TASK A → Return the stretch of the data setup instructions from "- The data from" through "running the notebook.", copied word for word.

SELECTION →
————

To be able to run this notebook it is required to run previously the ones in the following folders: nucleosomes, rotational and increase. In addition, some external data needs to be downloaded. In each section you can find further details.

## H. sapiens <a id="human"></a>

Create a folder named **sapiens** and place inside:

- The data from http://eqtl.uchicago.edu/dsQTL_data/MAPPED_READS/all.mapped.reads.tar.gz  
Please, uncompress and extract the file before running the notebook.

- The hg18 to hg19 chain file downloaded from http://hgdownload.soe.ucsc.edu/goldenPath/hg18/liftOver/hg18ToHg19.over.chain.gz

Parse the input data.

In [None]:
%%bash --out output1 --err error1

cd sapiens

data_folder=data/share/DNaseQTLsV2  # folder where the extracted files are

for individual in NA18507 NA18508 NA18516 NA18522 NA19193 NA19238 NA19239
do
    zcat ${data_folder}/${individual}* | \
        awk -v sample=${individual} '{OFS="\t"}{print $1, $2-1, $2, $3, sample}'
done | gzip > filtered_dnase.bed.gz

source activate env_crossmap  # CrossMap needs to run on a different environment
CrossMap.py bed hg18ToHg19.over.chain.gz filtered_dnase.bed.gz filtered_dnase_hg19.bed
gzip -f filtered_dnase_hg19.bed

zcat filtered_dnase_hg19.bed.gz | \
    awk '{OFS="\t"}{print $1, $3, "-", "-", $5}' | \
    gzip > dnase.tsv.gz

Compute the relative increase in mutation rate for the zoomin using all the dyads (``increase`` folder), using high rotational dyads (``increase_rot_high`` folder) and using low rotational  dyads (``increase_rot_low`` folder).

————

DATA LINES →
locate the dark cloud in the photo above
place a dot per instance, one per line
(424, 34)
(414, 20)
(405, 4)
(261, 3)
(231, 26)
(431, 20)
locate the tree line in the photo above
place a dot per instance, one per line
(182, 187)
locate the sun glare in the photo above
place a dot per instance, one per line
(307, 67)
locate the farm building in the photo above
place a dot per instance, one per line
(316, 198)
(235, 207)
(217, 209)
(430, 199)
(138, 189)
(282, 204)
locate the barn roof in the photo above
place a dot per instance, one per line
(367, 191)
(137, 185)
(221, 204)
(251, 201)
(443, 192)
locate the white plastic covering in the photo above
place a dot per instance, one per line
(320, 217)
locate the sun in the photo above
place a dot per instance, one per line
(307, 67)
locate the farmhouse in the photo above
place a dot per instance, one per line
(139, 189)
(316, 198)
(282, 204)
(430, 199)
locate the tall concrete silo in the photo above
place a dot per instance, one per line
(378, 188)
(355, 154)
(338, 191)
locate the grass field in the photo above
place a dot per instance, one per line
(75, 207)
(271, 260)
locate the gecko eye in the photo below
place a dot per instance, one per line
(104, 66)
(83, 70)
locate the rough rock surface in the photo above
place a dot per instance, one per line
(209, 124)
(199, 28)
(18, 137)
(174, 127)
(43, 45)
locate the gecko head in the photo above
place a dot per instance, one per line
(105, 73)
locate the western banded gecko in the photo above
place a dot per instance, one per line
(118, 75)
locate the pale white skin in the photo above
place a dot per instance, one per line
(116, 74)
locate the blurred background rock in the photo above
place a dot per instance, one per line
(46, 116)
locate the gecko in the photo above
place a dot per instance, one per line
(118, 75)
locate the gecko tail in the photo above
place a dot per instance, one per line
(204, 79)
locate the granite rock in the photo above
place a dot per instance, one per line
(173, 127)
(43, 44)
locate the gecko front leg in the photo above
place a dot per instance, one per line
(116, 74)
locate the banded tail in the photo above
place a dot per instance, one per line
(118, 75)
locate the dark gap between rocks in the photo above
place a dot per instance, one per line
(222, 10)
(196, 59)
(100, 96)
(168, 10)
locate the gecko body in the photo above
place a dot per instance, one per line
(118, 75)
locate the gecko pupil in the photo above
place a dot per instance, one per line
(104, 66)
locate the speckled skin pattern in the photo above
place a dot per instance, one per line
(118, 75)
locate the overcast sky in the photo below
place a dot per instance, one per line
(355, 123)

————

TASK B → Please rewrite the entries from the line containing "locate the gecko pupil in the photo above" through the final line of the entries as a Markdown table with the columns Row and Line, leaving out blank lines.

COMPLETE ANSWER A →
- The data from http://eqtl.uchicago.edu/dsQTL_data/MAPPED_READS/all.mapped.reads.tar.gz  
Please, uncompress and extract the file before running the notebook.

COMPLETE ANSWER B →
| Row | Line |
|---|---|
| 1 | locate the gecko pupil in the photo above |
| 2 | place a dot per instance, one per line |
| 3 | (104, 66) |
| 4 | locate the speckled skin pattern in the photo above |
| 5 | place a dot per instance, one per line |
| 6 | (118, 75) |
| 7 | locate the overcast sky in the photo below |
| 8 | place a dot per instance, one per line |
| 9 | (355, 123) |